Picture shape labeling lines
####

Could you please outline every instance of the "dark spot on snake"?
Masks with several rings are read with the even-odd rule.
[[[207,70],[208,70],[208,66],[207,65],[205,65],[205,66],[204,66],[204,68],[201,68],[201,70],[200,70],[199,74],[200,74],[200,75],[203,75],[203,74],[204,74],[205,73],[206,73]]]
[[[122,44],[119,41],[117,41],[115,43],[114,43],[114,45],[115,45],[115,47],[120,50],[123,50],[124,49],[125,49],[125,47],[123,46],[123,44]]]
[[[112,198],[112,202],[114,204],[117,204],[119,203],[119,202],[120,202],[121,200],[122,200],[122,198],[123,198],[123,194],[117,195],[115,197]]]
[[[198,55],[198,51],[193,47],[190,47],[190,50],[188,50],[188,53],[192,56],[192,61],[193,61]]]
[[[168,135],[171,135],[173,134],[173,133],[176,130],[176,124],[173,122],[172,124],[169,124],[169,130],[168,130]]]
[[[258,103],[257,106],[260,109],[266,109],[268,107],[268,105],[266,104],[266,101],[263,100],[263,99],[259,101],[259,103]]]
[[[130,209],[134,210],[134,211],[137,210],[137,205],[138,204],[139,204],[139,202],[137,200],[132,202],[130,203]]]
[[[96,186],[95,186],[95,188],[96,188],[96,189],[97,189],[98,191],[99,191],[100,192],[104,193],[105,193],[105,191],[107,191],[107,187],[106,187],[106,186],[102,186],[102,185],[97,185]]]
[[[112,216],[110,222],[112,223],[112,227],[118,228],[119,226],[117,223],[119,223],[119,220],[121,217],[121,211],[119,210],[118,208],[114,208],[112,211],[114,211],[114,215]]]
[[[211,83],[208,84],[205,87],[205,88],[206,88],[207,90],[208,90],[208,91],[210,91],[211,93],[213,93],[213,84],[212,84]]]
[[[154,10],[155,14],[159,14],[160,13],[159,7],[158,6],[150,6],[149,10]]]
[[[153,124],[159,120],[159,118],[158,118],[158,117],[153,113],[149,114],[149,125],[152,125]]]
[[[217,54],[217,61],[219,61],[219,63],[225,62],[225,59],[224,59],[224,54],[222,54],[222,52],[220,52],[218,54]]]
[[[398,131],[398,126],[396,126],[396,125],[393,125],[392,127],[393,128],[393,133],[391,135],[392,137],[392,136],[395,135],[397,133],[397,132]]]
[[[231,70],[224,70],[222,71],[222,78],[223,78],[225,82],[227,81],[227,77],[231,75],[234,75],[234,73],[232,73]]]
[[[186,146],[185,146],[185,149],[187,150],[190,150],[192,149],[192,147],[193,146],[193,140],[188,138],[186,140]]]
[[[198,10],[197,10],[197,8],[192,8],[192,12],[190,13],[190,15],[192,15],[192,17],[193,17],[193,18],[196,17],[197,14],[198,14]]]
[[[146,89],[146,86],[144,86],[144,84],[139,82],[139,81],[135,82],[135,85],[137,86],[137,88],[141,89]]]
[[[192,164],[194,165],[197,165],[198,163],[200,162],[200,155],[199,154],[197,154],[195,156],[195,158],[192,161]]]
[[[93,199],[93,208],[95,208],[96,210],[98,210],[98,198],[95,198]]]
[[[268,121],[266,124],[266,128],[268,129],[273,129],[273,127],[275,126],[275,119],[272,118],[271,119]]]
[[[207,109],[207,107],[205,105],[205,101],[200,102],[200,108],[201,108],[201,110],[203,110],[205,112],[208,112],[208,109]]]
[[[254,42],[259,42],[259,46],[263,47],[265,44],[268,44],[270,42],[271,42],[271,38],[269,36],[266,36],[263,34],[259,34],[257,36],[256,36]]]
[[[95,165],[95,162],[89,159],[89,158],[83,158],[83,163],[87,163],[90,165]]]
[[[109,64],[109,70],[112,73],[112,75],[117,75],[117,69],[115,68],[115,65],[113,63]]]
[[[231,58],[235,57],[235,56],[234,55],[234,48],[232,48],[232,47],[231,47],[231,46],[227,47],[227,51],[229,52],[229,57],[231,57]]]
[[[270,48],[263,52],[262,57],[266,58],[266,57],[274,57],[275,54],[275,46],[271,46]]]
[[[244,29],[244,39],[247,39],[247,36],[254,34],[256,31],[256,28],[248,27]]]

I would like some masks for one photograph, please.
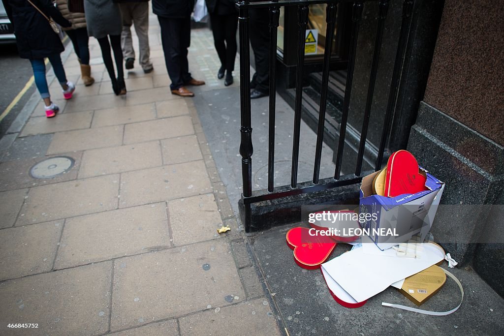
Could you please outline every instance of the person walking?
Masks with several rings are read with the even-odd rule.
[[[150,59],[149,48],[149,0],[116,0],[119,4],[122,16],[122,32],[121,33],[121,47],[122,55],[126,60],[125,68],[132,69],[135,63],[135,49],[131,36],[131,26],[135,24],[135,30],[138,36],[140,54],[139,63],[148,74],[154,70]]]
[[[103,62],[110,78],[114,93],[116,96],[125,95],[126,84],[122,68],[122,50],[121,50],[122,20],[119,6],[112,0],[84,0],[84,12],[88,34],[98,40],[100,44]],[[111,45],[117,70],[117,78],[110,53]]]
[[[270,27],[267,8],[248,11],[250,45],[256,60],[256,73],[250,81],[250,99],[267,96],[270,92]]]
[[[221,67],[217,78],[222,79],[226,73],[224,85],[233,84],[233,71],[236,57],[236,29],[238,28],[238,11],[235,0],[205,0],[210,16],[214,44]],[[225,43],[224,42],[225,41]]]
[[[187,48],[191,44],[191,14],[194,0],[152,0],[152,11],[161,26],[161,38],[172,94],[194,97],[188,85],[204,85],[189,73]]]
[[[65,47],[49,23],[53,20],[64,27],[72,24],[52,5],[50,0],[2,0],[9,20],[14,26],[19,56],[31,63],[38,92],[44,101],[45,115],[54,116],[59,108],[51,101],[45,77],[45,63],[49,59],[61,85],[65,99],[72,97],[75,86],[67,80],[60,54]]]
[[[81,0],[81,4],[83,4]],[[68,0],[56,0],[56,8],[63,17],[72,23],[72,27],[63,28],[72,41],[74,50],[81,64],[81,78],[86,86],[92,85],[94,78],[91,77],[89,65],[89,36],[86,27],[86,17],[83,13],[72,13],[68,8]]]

####

__Given exercise__:
Edit the lines above by changing "even-odd rule" to "even-odd fill rule" everywhere it occurs, leaving everything else as it is. Do not include the pictures in your answer.

__Result for this exercise__:
Could you please outline every instance of the "dark spot on snake"?
Masks with several rings are read with the even-odd fill rule.
[[[207,70],[208,70],[208,66],[207,65],[205,65],[205,66],[204,66],[204,68],[201,68],[201,70],[200,70],[199,74],[200,74],[200,75],[203,75],[203,74],[204,74],[205,73],[206,73]]]
[[[122,44],[119,41],[117,41],[115,43],[114,43],[114,45],[115,45],[115,47],[120,50],[123,50],[124,49],[125,49],[125,47],[123,46],[123,44]]]
[[[112,198],[112,202],[114,204],[117,204],[119,203],[119,202],[120,202],[121,200],[122,200],[122,198],[123,198],[123,194],[117,195],[115,197]]]
[[[198,55],[198,51],[193,47],[190,47],[190,50],[188,50],[188,53],[192,56],[192,61],[193,61]]]
[[[168,135],[171,135],[173,134],[173,133],[176,130],[176,124],[173,122],[172,124],[169,124],[169,130],[168,130]]]
[[[258,103],[257,106],[260,109],[266,109],[268,107],[268,105],[266,104],[266,101],[263,100],[263,99],[259,101],[259,103]]]
[[[130,209],[134,210],[134,211],[137,210],[137,205],[138,204],[139,204],[139,202],[137,200],[132,202],[130,203]]]
[[[96,186],[95,186],[95,188],[96,188],[96,189],[97,189],[98,191],[99,191],[100,192],[104,193],[105,193],[105,191],[107,191],[107,187],[106,187],[106,186],[102,186],[102,185],[97,185]]]
[[[112,216],[110,222],[112,223],[112,227],[118,228],[119,226],[117,223],[119,223],[119,220],[121,217],[121,211],[119,210],[118,208],[114,208],[112,211],[114,211],[114,215]]]
[[[211,83],[208,84],[205,87],[205,88],[206,88],[207,90],[208,90],[208,91],[210,91],[211,93],[213,93],[213,84],[212,84]]]
[[[154,10],[155,14],[159,14],[160,13],[159,7],[158,6],[150,6],[149,10]]]
[[[153,124],[159,120],[159,118],[158,118],[158,117],[153,113],[149,114],[149,125],[152,125]]]
[[[217,54],[217,61],[219,61],[219,63],[225,62],[225,59],[224,59],[224,54],[222,54],[222,52],[220,52],[218,54]]]
[[[398,131],[398,126],[396,126],[396,125],[393,125],[392,127],[393,128],[393,133],[391,135],[392,137],[392,136],[395,135],[397,133],[397,132]]]
[[[231,70],[224,70],[222,71],[222,78],[223,78],[225,82],[227,81],[227,77],[231,75],[234,75],[234,73],[232,73]]]
[[[186,146],[185,146],[185,149],[187,150],[190,150],[192,149],[192,147],[193,146],[193,140],[188,138],[186,140]]]
[[[198,10],[197,10],[197,8],[192,8],[192,12],[190,13],[190,15],[192,15],[192,17],[193,17],[193,18],[196,17],[197,14],[198,14]]]
[[[146,89],[146,86],[144,86],[144,84],[139,82],[139,81],[135,82],[135,85],[137,86],[137,88],[141,89]]]
[[[192,164],[194,165],[197,165],[198,163],[200,162],[200,155],[199,154],[197,154],[195,156],[195,158],[192,161]]]
[[[93,199],[93,208],[95,208],[96,210],[98,210],[98,198],[95,198]]]
[[[268,121],[266,124],[266,128],[268,129],[273,129],[273,127],[275,126],[275,119],[272,118],[271,119]]]
[[[207,109],[207,107],[205,105],[205,101],[200,102],[200,108],[201,108],[201,110],[203,110],[205,112],[208,112],[208,109]]]
[[[254,42],[259,42],[259,46],[263,47],[265,44],[268,44],[270,42],[271,42],[271,38],[269,36],[266,36],[263,34],[259,34],[257,36],[256,36]]]
[[[95,165],[95,162],[89,159],[89,158],[83,158],[83,163],[87,163],[90,165]]]
[[[109,64],[109,70],[112,73],[112,75],[117,75],[117,69],[115,68],[115,65],[113,63]]]
[[[231,58],[235,57],[235,56],[234,55],[234,48],[232,48],[232,47],[231,47],[231,46],[227,47],[227,51],[229,52],[229,57],[231,57]]]
[[[270,48],[263,52],[262,57],[266,58],[266,57],[274,57],[275,54],[275,46],[271,46]]]
[[[244,29],[244,39],[247,39],[247,36],[254,34],[256,31],[256,28],[248,27]]]

I would like some masks for one photograph, please.
Could you please outline every instance of the person walking?
Masks with several rings are read with the even-odd fill rule.
[[[150,59],[149,48],[149,0],[116,0],[119,4],[122,16],[122,32],[121,33],[121,47],[122,55],[126,60],[125,68],[132,69],[135,63],[135,49],[131,36],[131,26],[135,24],[135,30],[138,36],[140,54],[139,63],[148,74],[154,70]]]
[[[103,62],[110,78],[114,93],[116,96],[125,95],[126,84],[122,68],[122,50],[121,50],[122,20],[119,6],[112,0],[84,0],[84,12],[88,34],[98,40],[100,44]],[[111,45],[117,70],[117,78],[110,53]]]
[[[270,27],[267,8],[248,11],[250,45],[256,60],[256,73],[250,81],[250,99],[267,96],[270,92]]]
[[[221,67],[217,78],[222,79],[226,73],[224,85],[233,84],[233,71],[236,57],[236,29],[238,28],[238,11],[235,0],[205,0],[210,16],[214,44]],[[225,43],[224,42],[225,41]]]
[[[187,48],[191,44],[191,14],[194,0],[152,0],[152,11],[161,26],[161,38],[172,94],[194,97],[188,85],[204,85],[189,73]]]
[[[65,47],[49,23],[53,20],[64,27],[72,24],[52,5],[50,0],[2,0],[9,20],[14,26],[19,56],[31,63],[38,92],[44,101],[45,115],[54,116],[59,108],[51,101],[45,77],[45,63],[49,59],[61,85],[65,99],[72,97],[75,86],[67,80],[60,54]]]
[[[81,0],[81,4],[83,4]],[[68,0],[56,0],[56,8],[63,17],[72,23],[72,27],[63,28],[72,41],[74,50],[81,64],[81,78],[86,86],[92,85],[94,78],[91,77],[89,65],[89,36],[86,27],[86,17],[83,13],[72,13],[68,8]]]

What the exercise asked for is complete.